**Records:**
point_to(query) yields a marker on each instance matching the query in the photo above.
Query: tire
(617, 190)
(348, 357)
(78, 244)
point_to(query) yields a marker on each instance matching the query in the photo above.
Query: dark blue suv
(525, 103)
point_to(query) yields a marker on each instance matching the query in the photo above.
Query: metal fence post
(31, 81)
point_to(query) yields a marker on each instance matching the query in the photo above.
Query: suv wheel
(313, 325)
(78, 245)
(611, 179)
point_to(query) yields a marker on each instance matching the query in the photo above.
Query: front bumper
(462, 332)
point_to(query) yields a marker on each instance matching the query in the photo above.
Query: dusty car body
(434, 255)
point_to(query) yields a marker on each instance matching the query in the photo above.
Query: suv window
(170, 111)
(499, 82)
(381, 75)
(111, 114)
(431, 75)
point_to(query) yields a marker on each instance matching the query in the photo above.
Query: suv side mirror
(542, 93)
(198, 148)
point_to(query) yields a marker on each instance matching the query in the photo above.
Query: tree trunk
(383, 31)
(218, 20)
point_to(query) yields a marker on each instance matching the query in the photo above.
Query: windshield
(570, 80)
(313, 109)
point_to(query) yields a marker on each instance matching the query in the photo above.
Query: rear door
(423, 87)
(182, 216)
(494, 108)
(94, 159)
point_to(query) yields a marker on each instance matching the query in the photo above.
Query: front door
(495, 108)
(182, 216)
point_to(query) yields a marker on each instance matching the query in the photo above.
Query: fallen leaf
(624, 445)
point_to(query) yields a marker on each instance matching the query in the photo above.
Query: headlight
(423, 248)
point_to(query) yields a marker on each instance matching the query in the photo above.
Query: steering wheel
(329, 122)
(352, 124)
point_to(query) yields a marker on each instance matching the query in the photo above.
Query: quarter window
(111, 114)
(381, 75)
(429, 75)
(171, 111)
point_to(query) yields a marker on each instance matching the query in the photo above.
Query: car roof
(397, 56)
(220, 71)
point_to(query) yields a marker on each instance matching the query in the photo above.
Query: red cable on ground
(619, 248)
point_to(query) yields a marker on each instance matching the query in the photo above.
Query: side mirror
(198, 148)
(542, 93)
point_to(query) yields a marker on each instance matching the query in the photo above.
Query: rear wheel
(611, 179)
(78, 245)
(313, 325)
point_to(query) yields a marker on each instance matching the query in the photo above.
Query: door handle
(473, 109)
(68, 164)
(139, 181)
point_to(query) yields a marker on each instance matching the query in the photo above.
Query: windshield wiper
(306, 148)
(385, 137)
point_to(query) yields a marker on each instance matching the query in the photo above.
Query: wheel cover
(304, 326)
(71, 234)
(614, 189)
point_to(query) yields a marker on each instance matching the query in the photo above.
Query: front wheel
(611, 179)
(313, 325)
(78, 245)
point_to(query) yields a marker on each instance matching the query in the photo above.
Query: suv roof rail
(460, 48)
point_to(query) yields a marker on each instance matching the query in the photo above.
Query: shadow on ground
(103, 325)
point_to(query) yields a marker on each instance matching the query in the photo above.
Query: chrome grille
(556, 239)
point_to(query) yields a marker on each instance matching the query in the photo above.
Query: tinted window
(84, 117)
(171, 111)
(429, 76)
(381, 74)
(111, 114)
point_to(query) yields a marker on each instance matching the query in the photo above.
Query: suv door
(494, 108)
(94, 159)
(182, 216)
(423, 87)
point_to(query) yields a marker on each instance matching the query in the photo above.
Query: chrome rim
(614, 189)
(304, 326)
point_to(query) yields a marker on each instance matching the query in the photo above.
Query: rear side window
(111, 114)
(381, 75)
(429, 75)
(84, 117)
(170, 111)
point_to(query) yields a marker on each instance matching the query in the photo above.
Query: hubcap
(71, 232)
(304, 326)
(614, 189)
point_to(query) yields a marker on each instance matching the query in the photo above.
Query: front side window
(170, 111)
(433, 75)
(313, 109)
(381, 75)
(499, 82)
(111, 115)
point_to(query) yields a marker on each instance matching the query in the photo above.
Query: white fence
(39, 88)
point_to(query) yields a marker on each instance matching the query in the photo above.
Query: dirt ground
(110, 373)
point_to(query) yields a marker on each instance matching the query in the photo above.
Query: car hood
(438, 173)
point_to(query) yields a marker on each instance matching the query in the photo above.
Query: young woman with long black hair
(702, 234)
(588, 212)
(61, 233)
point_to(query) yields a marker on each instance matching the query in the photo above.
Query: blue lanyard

**Task item:** Set down, exactly and completely, all of the material.

**Solved problem:**
point_to(query) yields a marker on each instance matching the query in the photo above.
Query: tire
(617, 190)
(348, 357)
(78, 244)
point_to(query) yields a marker on each instance matching the query in the photo above.
Query: dark blue suv
(525, 103)
point_to(query) yields a marker on each instance matching the query in the photo above.
Query: metal fence post
(31, 81)
point_to(query) yields a marker on each instance matching the query in the photo above.
Query: suv wheel
(313, 325)
(78, 245)
(611, 179)
point_to(query) yields a marker on each instance matching the query in the photo above.
Query: front bumper
(462, 332)
point_to(query) yields a marker on each instance matching the query in the photo above.
Query: dusty car body
(434, 255)
point_to(query) yields a marker on each instance matching the query in the photo above.
Query: suv window
(170, 111)
(499, 82)
(381, 75)
(111, 114)
(431, 75)
point_to(query) yields a marker on each instance matching the query in the photo above.
Query: suv side mirror
(542, 93)
(198, 148)
point_to(query) yields a marker on each instance matching the query in the photo above.
Query: tree trunk
(383, 31)
(218, 20)
point_to(query) yields a marker on each instance matching the query in the photo above.
Query: windshield
(570, 80)
(313, 109)
point_to(query) yields a marker on each instance matching the query in the photo above.
Query: rear door
(423, 87)
(182, 216)
(494, 108)
(94, 159)
point_to(query) yields a marker on each instance matching the query in the photo above.
Query: front door
(495, 108)
(182, 216)
point_to(query) yields a marker on each instance matching the query in the photo above.
Query: fallen leaf
(624, 445)
point_to(query) yields a marker on each instance matching the query in the photo above.
Query: headlight
(423, 248)
point_to(query) yields a marker on each instance matching the query in the photo above.
Query: steering wheel
(329, 122)
(352, 124)
point_to(query) yields a marker on each instance matching the query in the photo above.
Query: quarter window
(111, 114)
(381, 75)
(429, 75)
(171, 111)
point_to(query) yields a marker on each instance matching the query in the photo above.
Query: car roof
(397, 56)
(220, 71)
point_to(query) yields a marker on each instance matching the query in the photo above.
Query: red cable on ground
(619, 248)
point_to(query) yields a marker on each instance matching the query in the photo above.
Query: side mirror
(198, 148)
(542, 93)
point_to(query) yields a marker on each instance matching the query in the photo above.
Query: rear wheel
(611, 179)
(78, 245)
(313, 325)
point_to(query) yields a marker on each instance matching the query in the photo above.
Query: door handle
(473, 109)
(68, 164)
(139, 181)
point_to(query) yields a marker on each instance matching the query in the photo above.
Query: windshield wiper
(306, 148)
(385, 137)
point_to(query) yields a marker on each instance matching the query in the photo above.
Query: wheel cover
(304, 326)
(71, 234)
(614, 189)
point_to(query) yields a marker on each instance matching the query in the photo above.
Query: front wheel
(611, 179)
(313, 325)
(78, 245)
point_to(query) yields a marker on each instance matching the query in the photo above.
Query: suv roof rail
(460, 48)
point_to(query) yields a marker on each instance matching the query in the photo above.
Query: shadow on ground
(103, 325)
point_to(query) yields a marker on each instance matching the query in the photo above.
Query: chrome grille
(556, 239)
point_to(query) yields a marker on each instance matching the query in the photo above.
Query: tinted window
(84, 117)
(171, 111)
(429, 76)
(381, 74)
(111, 114)
point_to(query) yields a marker on each instance matching the query in the photo above.
Query: suv door
(494, 108)
(94, 159)
(182, 216)
(423, 87)
point_to(query) yields a marker on each instance matching the query in the photo above.
Query: chrome rim
(614, 189)
(304, 326)
point_to(query) yields a marker on each instance matching the query in the photo above.
Query: rear side window
(111, 114)
(381, 75)
(429, 75)
(84, 117)
(170, 111)
point_to(query) yields a marker on each instance matching the query in the photo above.
Query: hubcap
(71, 232)
(304, 326)
(614, 189)
point_to(query) yields a marker on each instance matching the query in the photo above.
Query: front side window
(170, 111)
(433, 75)
(313, 109)
(381, 75)
(499, 82)
(111, 115)
point_to(query) yields a marker on each instance matching the query in the photo above.
Query: white fence
(39, 88)
point_to(query) yields a marker on each instance matching the query in the photo above.
Query: dirt ground
(110, 373)
point_to(query) yields a marker on each instance matching the query in the photo above.
Query: car hood
(438, 173)
point_to(query) yields a marker on each instance matching the query in the photo above.
Query: young woman with long black hair
(702, 234)
(588, 212)
(61, 233)
point_to(query) yields a marker on each instance matching the query in the photo above.
Query: blue lanyard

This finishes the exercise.